### Exercise
The expected output is the set of lines below beginning at the one that contains "Query: autumn shrub" and ending at the final line, reproduced exactly.

### Material for this exercise
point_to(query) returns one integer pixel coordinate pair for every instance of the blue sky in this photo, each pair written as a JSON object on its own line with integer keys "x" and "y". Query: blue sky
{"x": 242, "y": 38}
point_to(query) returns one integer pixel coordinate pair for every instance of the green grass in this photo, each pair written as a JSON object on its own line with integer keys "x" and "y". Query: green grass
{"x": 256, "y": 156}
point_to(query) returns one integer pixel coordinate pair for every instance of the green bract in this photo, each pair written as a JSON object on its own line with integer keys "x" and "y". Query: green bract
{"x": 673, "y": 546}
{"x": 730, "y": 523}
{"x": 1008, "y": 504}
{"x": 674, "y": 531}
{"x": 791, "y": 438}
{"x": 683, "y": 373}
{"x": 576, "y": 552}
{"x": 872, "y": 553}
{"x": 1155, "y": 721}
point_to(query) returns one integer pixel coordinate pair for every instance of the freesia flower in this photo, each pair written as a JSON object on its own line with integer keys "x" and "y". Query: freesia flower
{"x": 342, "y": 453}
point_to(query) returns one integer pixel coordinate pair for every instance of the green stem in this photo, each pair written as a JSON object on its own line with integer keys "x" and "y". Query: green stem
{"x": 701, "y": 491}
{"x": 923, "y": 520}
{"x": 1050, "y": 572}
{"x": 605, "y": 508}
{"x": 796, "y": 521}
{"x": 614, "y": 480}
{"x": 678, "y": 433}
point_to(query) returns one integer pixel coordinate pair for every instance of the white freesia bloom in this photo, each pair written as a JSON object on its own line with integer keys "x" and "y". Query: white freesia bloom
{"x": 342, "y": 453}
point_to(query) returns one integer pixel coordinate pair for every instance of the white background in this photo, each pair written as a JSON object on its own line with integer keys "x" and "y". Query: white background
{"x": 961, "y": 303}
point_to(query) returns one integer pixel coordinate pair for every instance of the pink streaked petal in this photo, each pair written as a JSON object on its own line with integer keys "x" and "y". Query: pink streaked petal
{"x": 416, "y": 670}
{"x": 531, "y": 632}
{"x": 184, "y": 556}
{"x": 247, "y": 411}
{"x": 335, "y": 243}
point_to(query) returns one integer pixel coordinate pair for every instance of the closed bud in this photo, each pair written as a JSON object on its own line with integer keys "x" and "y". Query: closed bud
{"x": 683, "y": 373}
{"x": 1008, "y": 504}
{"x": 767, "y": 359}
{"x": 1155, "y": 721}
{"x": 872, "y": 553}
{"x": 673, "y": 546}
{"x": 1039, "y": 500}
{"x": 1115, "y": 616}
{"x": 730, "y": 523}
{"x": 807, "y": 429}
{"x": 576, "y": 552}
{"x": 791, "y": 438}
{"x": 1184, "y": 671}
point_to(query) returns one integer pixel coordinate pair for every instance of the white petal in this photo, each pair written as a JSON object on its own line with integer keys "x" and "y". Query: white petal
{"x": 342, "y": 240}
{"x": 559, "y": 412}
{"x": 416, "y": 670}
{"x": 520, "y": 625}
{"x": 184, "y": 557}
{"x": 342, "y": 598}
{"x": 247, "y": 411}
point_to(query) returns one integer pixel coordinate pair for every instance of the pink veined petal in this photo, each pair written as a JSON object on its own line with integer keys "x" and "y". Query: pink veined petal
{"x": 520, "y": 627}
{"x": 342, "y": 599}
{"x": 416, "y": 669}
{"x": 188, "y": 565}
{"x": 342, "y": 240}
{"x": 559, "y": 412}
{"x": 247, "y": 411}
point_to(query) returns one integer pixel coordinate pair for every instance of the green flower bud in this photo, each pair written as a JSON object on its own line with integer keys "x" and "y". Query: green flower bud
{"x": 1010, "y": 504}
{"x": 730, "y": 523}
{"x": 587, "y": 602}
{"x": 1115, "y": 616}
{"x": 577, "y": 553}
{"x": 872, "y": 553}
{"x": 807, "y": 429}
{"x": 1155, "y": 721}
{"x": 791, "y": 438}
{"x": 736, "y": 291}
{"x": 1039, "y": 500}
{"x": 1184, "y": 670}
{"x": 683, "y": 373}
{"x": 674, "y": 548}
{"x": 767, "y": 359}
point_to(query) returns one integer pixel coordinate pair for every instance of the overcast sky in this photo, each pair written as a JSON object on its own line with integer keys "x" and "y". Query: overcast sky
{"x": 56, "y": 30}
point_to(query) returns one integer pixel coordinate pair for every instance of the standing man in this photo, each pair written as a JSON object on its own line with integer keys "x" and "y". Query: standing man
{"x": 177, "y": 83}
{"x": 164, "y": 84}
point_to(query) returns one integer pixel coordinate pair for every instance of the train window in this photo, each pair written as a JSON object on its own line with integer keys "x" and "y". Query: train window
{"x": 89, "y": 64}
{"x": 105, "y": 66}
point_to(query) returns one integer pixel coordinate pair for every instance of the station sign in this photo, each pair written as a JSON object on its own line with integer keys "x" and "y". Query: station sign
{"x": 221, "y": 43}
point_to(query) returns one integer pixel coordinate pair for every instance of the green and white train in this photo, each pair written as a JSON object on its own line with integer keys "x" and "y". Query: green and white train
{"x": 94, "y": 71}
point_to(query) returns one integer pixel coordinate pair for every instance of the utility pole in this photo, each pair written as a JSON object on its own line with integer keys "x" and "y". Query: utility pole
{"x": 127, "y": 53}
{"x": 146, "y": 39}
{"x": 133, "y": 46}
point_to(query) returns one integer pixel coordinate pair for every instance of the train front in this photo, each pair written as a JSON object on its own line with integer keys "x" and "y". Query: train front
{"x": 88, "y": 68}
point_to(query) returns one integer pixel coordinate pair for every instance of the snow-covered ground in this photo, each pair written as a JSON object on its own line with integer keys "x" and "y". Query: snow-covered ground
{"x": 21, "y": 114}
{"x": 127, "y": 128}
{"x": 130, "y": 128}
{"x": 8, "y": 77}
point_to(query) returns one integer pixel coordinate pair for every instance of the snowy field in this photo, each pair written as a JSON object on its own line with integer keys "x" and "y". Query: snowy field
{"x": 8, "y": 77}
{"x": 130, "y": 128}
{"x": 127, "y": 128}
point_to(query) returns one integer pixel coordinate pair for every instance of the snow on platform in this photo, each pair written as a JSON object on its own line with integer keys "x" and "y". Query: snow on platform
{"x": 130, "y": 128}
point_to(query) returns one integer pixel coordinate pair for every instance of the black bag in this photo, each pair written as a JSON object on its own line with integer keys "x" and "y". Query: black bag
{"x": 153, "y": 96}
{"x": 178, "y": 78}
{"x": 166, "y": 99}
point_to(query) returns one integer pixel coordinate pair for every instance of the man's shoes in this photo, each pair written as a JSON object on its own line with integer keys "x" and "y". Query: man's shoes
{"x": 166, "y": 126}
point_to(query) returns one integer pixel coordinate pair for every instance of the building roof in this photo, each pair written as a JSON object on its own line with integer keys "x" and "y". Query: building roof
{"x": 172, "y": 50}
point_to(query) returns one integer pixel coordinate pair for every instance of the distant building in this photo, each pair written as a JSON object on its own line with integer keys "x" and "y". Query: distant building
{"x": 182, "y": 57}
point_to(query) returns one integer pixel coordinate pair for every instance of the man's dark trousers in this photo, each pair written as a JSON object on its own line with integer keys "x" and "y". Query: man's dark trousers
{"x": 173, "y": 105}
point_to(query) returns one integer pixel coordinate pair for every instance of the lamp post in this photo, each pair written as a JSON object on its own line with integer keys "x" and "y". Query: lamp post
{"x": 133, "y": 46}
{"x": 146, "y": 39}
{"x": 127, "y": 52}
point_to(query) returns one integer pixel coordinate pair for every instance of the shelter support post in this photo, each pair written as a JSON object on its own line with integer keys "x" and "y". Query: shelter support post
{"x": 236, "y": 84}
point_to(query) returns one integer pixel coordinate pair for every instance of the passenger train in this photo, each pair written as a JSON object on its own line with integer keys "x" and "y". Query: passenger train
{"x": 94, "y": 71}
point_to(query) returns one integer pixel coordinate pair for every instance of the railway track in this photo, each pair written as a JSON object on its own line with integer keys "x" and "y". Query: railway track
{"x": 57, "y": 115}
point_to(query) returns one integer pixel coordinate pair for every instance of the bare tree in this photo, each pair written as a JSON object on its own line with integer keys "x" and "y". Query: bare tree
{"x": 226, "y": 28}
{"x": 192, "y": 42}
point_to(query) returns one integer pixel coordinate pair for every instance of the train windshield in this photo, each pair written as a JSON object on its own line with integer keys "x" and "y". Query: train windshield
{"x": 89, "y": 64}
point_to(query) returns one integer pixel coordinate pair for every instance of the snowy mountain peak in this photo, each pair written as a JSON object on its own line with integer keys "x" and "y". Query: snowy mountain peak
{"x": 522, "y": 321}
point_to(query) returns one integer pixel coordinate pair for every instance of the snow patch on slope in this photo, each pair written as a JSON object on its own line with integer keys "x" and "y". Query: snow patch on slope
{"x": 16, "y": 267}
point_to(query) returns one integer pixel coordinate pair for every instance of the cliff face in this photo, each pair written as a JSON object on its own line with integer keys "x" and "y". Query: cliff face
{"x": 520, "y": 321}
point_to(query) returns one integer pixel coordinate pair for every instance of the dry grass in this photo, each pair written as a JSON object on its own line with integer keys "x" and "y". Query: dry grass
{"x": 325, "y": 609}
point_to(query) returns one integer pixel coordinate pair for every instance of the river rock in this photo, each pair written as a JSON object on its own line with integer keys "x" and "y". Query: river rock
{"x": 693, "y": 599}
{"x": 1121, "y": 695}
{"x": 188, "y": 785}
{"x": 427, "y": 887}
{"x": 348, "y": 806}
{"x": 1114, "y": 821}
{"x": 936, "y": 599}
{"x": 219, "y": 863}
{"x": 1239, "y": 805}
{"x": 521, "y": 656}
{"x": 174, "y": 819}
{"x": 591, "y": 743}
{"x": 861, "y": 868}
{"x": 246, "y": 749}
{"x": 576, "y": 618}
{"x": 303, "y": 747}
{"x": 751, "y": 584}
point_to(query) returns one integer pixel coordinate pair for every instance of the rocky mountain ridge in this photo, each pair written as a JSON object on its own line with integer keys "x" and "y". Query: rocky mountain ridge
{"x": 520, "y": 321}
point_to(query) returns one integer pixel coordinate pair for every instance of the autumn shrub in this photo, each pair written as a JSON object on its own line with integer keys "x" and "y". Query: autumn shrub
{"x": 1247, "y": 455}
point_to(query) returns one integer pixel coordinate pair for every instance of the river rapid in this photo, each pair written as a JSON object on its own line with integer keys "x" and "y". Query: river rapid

### Response to this exercise
point_to(query) returns one integer pixel coordinate pair for every instance of the autumn shrub in this photo, each pair written as a JSON object on its own line with integer keys "x" and "y". Query: autumn shrub
{"x": 1247, "y": 455}
point_to(query) returns one integer pixel coordinate pair for every instance of the river rapid in this photo, each pair written as a JSON object on its own line with integer keys "x" and "y". Query: river rapid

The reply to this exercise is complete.